— Start AVAILABLE RECORDS —

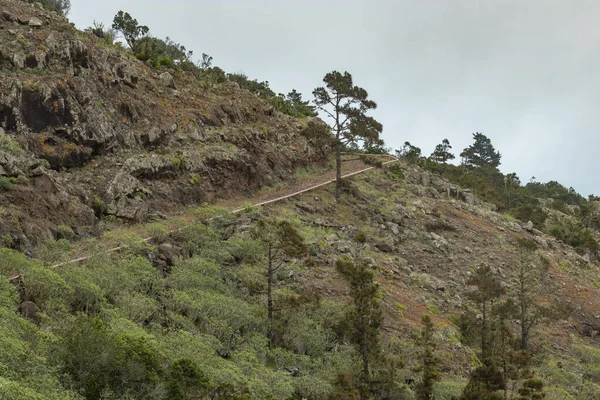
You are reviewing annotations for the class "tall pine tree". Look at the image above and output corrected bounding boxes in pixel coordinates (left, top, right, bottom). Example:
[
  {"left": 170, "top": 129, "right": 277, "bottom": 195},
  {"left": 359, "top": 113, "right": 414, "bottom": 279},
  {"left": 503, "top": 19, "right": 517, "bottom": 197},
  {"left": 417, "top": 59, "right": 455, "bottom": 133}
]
[
  {"left": 429, "top": 139, "right": 455, "bottom": 164},
  {"left": 336, "top": 258, "right": 383, "bottom": 398},
  {"left": 313, "top": 71, "right": 383, "bottom": 199},
  {"left": 460, "top": 132, "right": 502, "bottom": 168},
  {"left": 416, "top": 315, "right": 441, "bottom": 400}
]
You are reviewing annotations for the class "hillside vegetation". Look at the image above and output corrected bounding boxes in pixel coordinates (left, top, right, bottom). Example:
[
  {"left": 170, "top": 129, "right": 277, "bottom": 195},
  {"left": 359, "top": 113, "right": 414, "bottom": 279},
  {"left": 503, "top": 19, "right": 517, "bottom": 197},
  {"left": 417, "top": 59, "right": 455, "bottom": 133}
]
[{"left": 0, "top": 0, "right": 600, "bottom": 400}]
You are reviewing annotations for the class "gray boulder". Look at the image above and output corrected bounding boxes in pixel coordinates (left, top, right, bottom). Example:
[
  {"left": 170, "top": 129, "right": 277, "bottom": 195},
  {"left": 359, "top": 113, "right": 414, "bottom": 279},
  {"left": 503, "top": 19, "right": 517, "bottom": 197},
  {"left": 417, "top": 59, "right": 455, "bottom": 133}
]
[
  {"left": 27, "top": 17, "right": 42, "bottom": 28},
  {"left": 158, "top": 72, "right": 176, "bottom": 89}
]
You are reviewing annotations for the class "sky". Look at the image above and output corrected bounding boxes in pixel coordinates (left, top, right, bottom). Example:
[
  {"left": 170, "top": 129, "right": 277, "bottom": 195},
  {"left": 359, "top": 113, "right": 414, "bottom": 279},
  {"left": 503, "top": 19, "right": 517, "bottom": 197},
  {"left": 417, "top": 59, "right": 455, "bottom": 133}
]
[{"left": 69, "top": 0, "right": 600, "bottom": 196}]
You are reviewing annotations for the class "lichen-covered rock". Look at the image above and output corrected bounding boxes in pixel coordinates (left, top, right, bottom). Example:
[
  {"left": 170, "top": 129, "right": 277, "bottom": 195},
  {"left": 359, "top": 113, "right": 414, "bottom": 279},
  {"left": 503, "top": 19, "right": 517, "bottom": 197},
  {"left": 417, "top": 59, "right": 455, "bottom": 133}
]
[{"left": 158, "top": 72, "right": 175, "bottom": 89}]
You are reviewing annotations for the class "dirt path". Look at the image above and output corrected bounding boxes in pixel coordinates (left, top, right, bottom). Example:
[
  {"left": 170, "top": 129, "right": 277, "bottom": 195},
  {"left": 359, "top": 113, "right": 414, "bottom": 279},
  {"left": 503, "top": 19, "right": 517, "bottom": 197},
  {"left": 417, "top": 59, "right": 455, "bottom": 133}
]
[
  {"left": 9, "top": 155, "right": 398, "bottom": 282},
  {"left": 215, "top": 157, "right": 376, "bottom": 211}
]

— End AVAILABLE RECORDS —

INSTRUCTION: Report every line in the records that contains the word "rock", copying each one in full.

EXERCISE SOLUTION:
You are reviewing annotations for the class "lichen-covered rock". Look at the image above and output corrected bounding boxes in pixel coordinates (left, top, right, bottom). Example:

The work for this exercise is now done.